## Exercise description
An exact, complete copy of the data is all that is needed.

## Data in this exercise

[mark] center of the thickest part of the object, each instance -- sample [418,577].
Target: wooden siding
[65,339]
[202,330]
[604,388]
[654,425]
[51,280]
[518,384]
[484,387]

## The completed task
[mark] center of the thickest part of the object, each instance -- sample [418,577].
Target: wooden siding
[65,339]
[202,330]
[604,388]
[654,425]
[51,280]
[518,384]
[484,387]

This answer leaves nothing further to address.